■ WHAT TO PRODUCE ■
Convert the entries from the line containing "Flashcard — Front: Where is the green" through the line containing "[422, 215, 447, 244]", both included, into a JSON list of strings with one string per line, leaving out blank lines.

-- start of RECORD SET --

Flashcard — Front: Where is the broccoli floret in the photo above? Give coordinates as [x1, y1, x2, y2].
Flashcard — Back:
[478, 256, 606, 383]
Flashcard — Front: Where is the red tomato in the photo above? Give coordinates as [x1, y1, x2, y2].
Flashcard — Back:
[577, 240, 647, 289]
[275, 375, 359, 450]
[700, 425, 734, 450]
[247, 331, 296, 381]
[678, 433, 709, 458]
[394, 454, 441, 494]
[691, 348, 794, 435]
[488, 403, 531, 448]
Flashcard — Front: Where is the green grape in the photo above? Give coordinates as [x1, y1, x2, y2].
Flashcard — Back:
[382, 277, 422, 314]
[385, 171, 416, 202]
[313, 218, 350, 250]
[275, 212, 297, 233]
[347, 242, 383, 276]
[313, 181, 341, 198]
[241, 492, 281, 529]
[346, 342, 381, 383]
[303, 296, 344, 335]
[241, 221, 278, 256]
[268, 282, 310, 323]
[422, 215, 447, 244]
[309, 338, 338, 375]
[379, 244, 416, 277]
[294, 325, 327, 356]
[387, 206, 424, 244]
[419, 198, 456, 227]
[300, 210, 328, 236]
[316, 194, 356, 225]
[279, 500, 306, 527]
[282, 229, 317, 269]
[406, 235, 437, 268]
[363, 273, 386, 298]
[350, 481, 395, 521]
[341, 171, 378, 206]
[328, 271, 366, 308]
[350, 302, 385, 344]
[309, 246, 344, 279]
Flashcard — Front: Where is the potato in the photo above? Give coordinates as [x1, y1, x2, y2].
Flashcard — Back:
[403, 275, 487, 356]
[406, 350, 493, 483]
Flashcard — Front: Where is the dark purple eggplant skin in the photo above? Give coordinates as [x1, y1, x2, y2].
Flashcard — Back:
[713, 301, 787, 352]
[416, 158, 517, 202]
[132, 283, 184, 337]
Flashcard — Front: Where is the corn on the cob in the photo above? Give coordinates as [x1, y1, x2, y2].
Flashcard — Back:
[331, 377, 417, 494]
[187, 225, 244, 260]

-- end of RECORD SET --
-- start of RECORD SET --

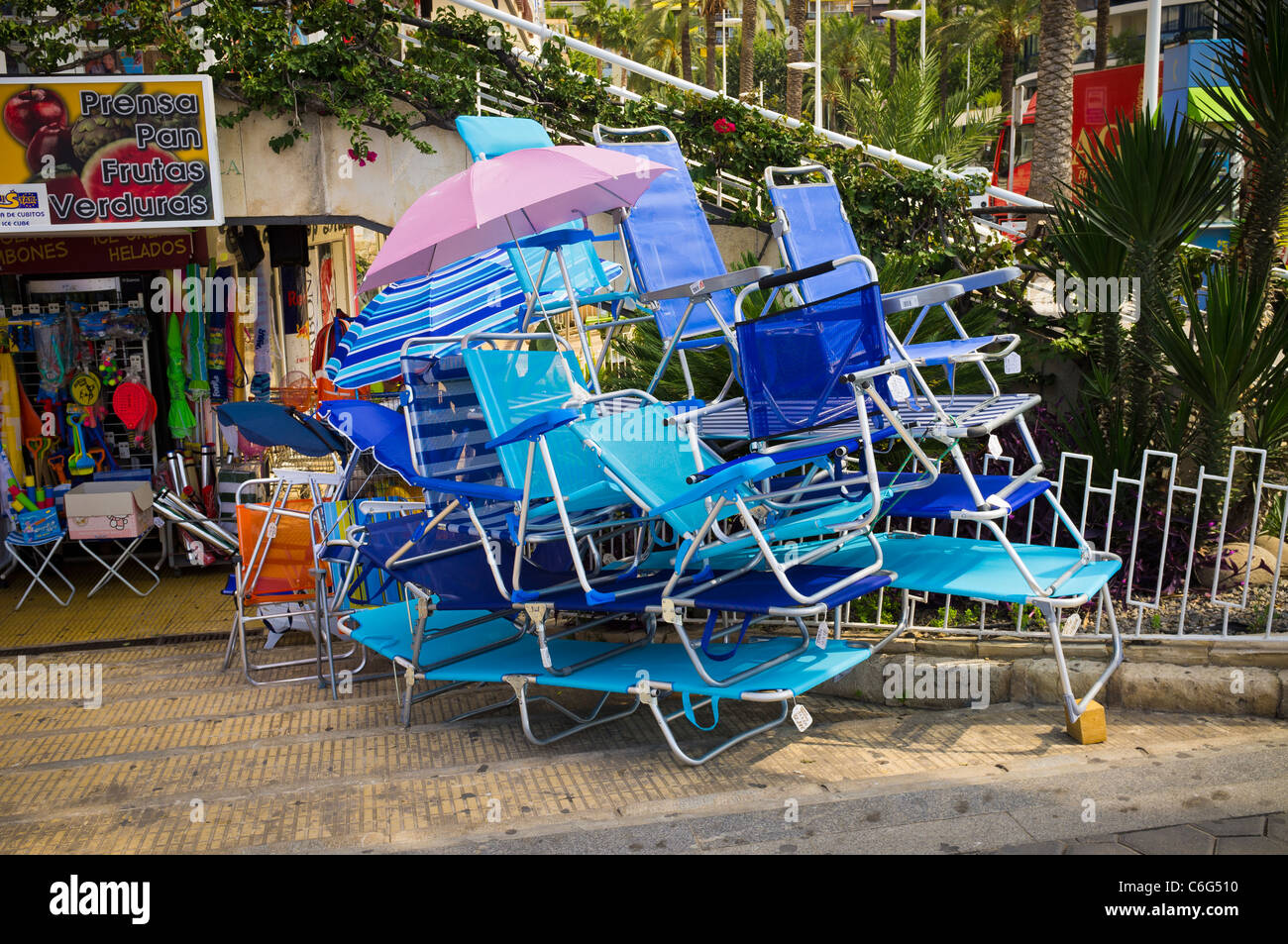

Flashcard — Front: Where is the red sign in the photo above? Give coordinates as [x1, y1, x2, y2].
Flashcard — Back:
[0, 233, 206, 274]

-- end of RECORD SET --
-- start of RECORD SET --

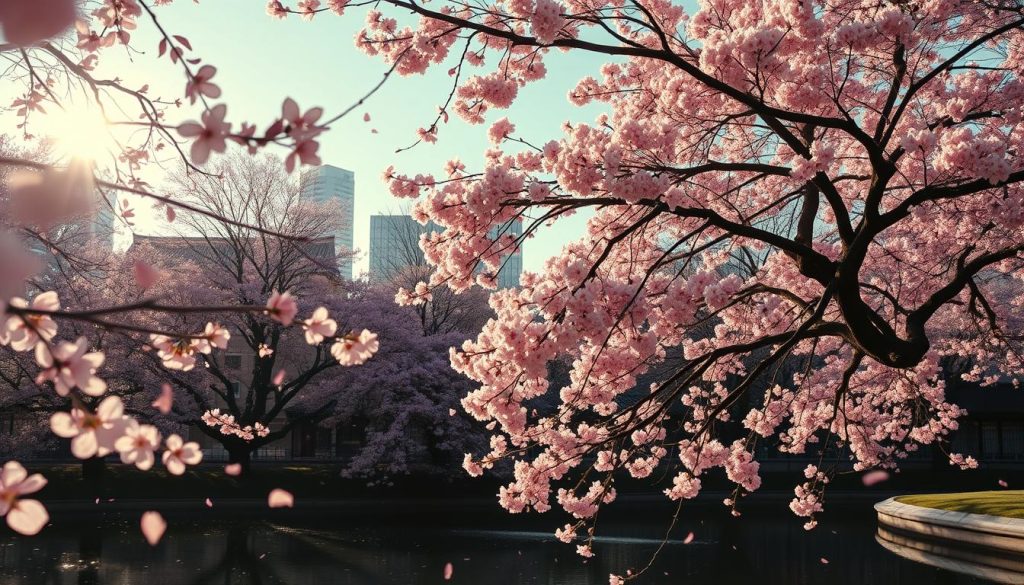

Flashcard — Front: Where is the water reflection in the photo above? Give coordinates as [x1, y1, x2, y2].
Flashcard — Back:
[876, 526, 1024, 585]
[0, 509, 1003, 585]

-- end of RECORD SET --

■ EXERCISE RESPONSE ■
[
  "Flashcard — Front: Where is the green grape in the photo above? Give coordinates as [x1, y1, x2, y2].",
  "Flashcard — Back:",
  "[382, 277, 422, 314]",
  "[385, 171, 416, 202]",
  "[313, 218, 350, 250]",
  "[275, 212, 297, 233]",
  "[347, 242, 383, 276]",
  "[313, 181, 341, 198]",
  "[241, 492, 281, 529]",
  "[346, 342, 381, 383]",
  "[303, 296, 344, 335]",
  "[241, 221, 278, 256]",
  "[268, 282, 310, 323]",
  "[422, 215, 447, 244]"
]